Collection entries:
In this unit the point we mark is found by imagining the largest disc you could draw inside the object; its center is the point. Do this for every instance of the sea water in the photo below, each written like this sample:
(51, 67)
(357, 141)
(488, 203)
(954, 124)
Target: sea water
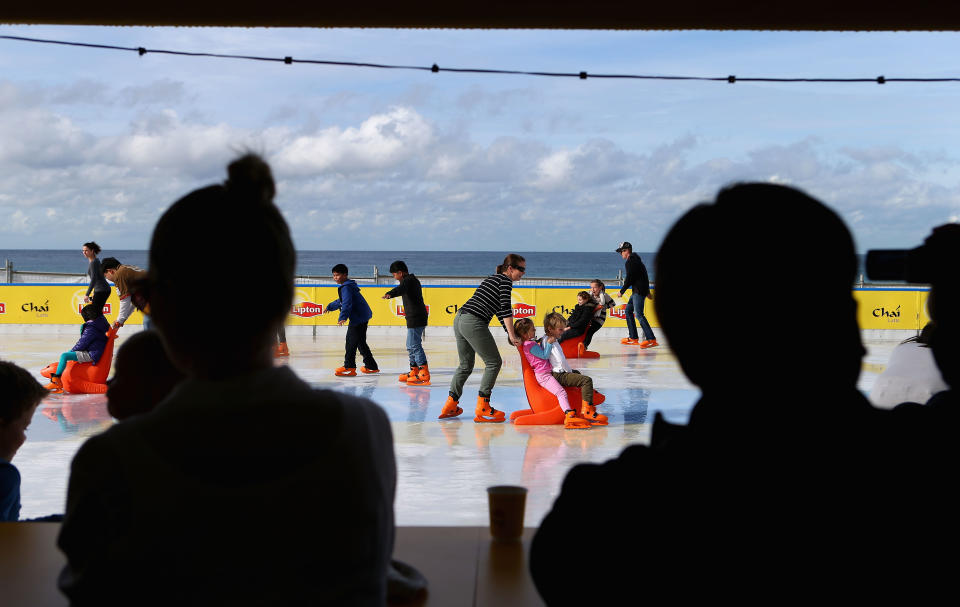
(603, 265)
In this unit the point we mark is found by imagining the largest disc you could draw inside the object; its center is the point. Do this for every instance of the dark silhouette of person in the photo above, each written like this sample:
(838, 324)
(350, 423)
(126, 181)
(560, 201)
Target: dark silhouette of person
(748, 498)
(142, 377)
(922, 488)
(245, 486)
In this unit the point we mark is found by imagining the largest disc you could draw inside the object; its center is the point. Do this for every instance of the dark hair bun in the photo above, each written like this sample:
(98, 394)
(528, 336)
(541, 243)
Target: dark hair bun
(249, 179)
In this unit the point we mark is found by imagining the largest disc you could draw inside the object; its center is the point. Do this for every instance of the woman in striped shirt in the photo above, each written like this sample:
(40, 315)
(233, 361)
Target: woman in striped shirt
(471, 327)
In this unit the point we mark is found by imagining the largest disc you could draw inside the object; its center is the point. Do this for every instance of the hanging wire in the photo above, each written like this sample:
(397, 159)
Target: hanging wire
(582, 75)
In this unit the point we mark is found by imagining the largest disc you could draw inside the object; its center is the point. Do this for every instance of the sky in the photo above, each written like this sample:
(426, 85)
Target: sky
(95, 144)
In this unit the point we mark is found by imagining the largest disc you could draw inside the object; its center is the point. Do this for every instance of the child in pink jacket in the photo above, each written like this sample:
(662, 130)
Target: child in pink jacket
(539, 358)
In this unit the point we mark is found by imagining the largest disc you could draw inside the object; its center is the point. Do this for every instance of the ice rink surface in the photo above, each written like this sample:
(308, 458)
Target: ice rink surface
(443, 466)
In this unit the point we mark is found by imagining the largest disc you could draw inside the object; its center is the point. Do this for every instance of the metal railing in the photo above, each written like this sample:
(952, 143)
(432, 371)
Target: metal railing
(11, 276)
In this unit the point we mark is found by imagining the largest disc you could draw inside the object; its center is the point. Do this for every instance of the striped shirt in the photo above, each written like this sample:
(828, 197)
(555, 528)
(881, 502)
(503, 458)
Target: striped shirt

## Directions for this task
Please copy out each line above exactly as written, but not the pictures.

## Result of this task
In this unit the point we mark is found by imagining the largest disc you could draw inside the object; its center is the point. Do this for every instance of the sea water in the photo below, each written like this sample:
(51, 67)
(357, 141)
(488, 203)
(954, 124)
Target: sea water
(603, 265)
In this unit the point we mark is found by imagining the largest disc you could draw inside the object; its center is the point. Do this for every instance of the dark silhouette of person in the photo above, each written like this sample:
(838, 324)
(350, 423)
(126, 181)
(560, 201)
Target: dark silhouette of person
(748, 498)
(142, 377)
(922, 488)
(245, 486)
In this unit the point we mark is found by imagining the largest disc you could draw inside the object; its center is the point. Do this for every instance of the dark hair bun in the photo above, each written like this sample:
(98, 394)
(528, 336)
(541, 243)
Target: dark hair bun
(249, 179)
In this unit the point we mark is found by imagining the largest disc you could draw inside the object; its center is the point. Do this for every instance of the woman in striped shirt in the photo above, each written like this sample:
(40, 315)
(233, 361)
Target: woman in striped shirt
(471, 327)
In this unit the point we mark is found by imagining the largest disc you could draw inside the object; its center is the point. Do this for every instance of the hanging wire in the photo above, each written like this sample:
(397, 159)
Target: hanging wire
(582, 75)
In this unit the point we mark is found by imagining the largest disc you could draw inside the object; its center is the point. Do this for every instance of the sky in the photo above, each written like this sample:
(426, 85)
Target: sky
(95, 144)
In this unit the point we mark is found by imagining the largest disc you could draw inside the object; its center is the point. Do this for every instance of the child in pink jacket in the photo above, each written like this sample:
(662, 130)
Target: child in pink jacket
(539, 358)
In this unit the point we mark is found by imagining the largest disc you could draw inside the object; its center is the point. Do this for every instance of the ice rink surface in the photo above, each written like this sample:
(308, 458)
Target: ice rink surface
(443, 466)
In this unit the point we mark is found by imagining the largest disc you could draw inside the object; its center is the point. Do this for every instance of the metal railing in the photo above, each written like this sample:
(952, 143)
(432, 371)
Target: metal railing
(11, 276)
In this unit the point we mark is found by imagining the largest disc you could draw inside the object; its center is the point. Do this for every instance of the striped shirt in the photo above, each written like this sample:
(828, 197)
(555, 528)
(881, 502)
(503, 458)
Target: striped shirt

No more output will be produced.